• Records for this exercise:
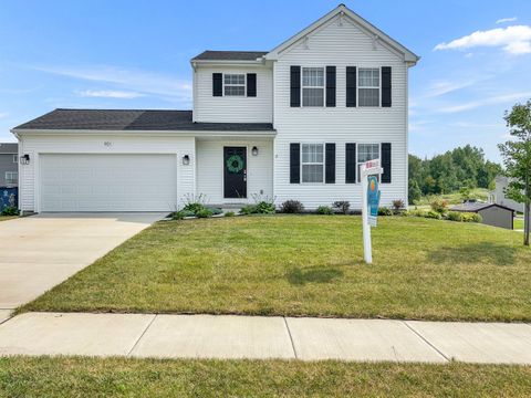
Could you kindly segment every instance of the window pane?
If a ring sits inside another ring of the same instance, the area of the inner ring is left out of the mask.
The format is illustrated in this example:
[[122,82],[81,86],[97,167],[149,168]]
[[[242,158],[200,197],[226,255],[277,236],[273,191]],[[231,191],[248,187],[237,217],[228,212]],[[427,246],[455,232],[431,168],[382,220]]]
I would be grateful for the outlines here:
[[302,88],[302,106],[323,106],[324,88]]
[[360,88],[360,106],[379,106],[379,88]]
[[323,165],[302,165],[302,182],[323,182]]
[[225,95],[228,95],[228,96],[243,96],[243,95],[246,95],[246,87],[243,87],[243,86],[225,86]]
[[360,69],[358,84],[360,87],[379,87],[379,70]]
[[323,67],[303,67],[302,85],[311,87],[324,86],[324,69]]

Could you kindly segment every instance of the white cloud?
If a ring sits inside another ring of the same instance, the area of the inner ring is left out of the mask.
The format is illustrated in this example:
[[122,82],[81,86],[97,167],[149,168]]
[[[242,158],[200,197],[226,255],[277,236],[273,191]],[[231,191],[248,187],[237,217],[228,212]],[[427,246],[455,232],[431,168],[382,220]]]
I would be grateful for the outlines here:
[[506,23],[506,22],[514,22],[517,19],[518,19],[517,17],[501,18],[498,21],[496,21],[496,23],[500,24],[500,23]]
[[126,92],[126,91],[118,91],[118,90],[84,90],[76,92],[77,95],[83,97],[95,97],[95,98],[138,98],[144,96],[144,94],[136,93],[136,92]]
[[531,27],[514,25],[476,31],[449,43],[437,44],[434,50],[466,50],[478,46],[501,46],[510,54],[529,54],[531,53]]
[[191,82],[142,70],[94,65],[83,67],[35,66],[34,70],[84,81],[110,83],[125,91],[160,95],[171,101],[191,101]]
[[475,109],[475,108],[487,106],[487,105],[511,103],[514,101],[525,100],[529,97],[531,97],[531,92],[502,94],[502,95],[491,96],[486,100],[471,101],[471,102],[459,104],[459,105],[440,107],[438,111],[441,113],[458,113],[458,112]]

• Task statement: Swap every "kindly" in the material above for "please" and write the material out again with nothing else changed. Leave the pictures out.

• Reply:
Could you please segment every instance of the window pane?
If a ring sits inside another ring of the same instance, the area of the inner ring is left out of the mask.
The format is illustrated in this example:
[[122,82],[81,86],[97,167],[149,168]]
[[[242,158],[200,197],[226,255],[277,236],[273,191]],[[231,191],[248,187],[237,217],[228,212]],[[427,246],[455,232],[431,168],[382,220]]]
I would be grateful for the outlines here:
[[302,88],[302,106],[323,106],[324,88]]
[[360,88],[360,106],[379,106],[379,88]]
[[323,165],[302,165],[302,182],[323,182]]
[[225,95],[228,95],[228,96],[243,96],[243,95],[246,95],[246,87],[243,87],[243,86],[225,86]]
[[360,69],[358,84],[360,87],[379,87],[379,70]]
[[323,67],[303,67],[302,85],[311,87],[324,86],[324,69]]

Could you please segment every instance of the white cloud?
If a ring sits inside another ring of the same instance, the area of the inner ring is left out of the mask.
The format is illustrated in this example:
[[122,82],[81,86],[97,167],[149,168]]
[[[242,158],[200,197],[226,255],[277,236],[273,191]],[[231,191],[248,187],[237,217],[228,212]],[[427,246],[455,232],[431,168],[382,220]]]
I would be grateful for the outlines here:
[[506,23],[506,22],[514,22],[517,19],[518,19],[517,17],[501,18],[498,21],[496,21],[496,23],[500,24],[500,23]]
[[126,92],[126,91],[118,91],[118,90],[84,90],[76,92],[77,95],[83,97],[95,97],[95,98],[138,98],[144,96],[144,94],[136,93],[136,92]]
[[531,27],[514,25],[476,31],[449,43],[437,44],[434,50],[466,50],[478,46],[501,46],[510,54],[529,54],[531,53]]
[[191,82],[142,70],[94,65],[83,67],[35,66],[34,70],[84,81],[110,83],[125,91],[160,95],[171,101],[191,101]]
[[475,109],[475,108],[487,106],[487,105],[511,103],[514,101],[525,100],[529,97],[531,97],[531,92],[502,94],[502,95],[491,96],[486,100],[471,101],[471,102],[459,104],[459,105],[440,107],[438,111],[441,113],[458,113],[458,112]]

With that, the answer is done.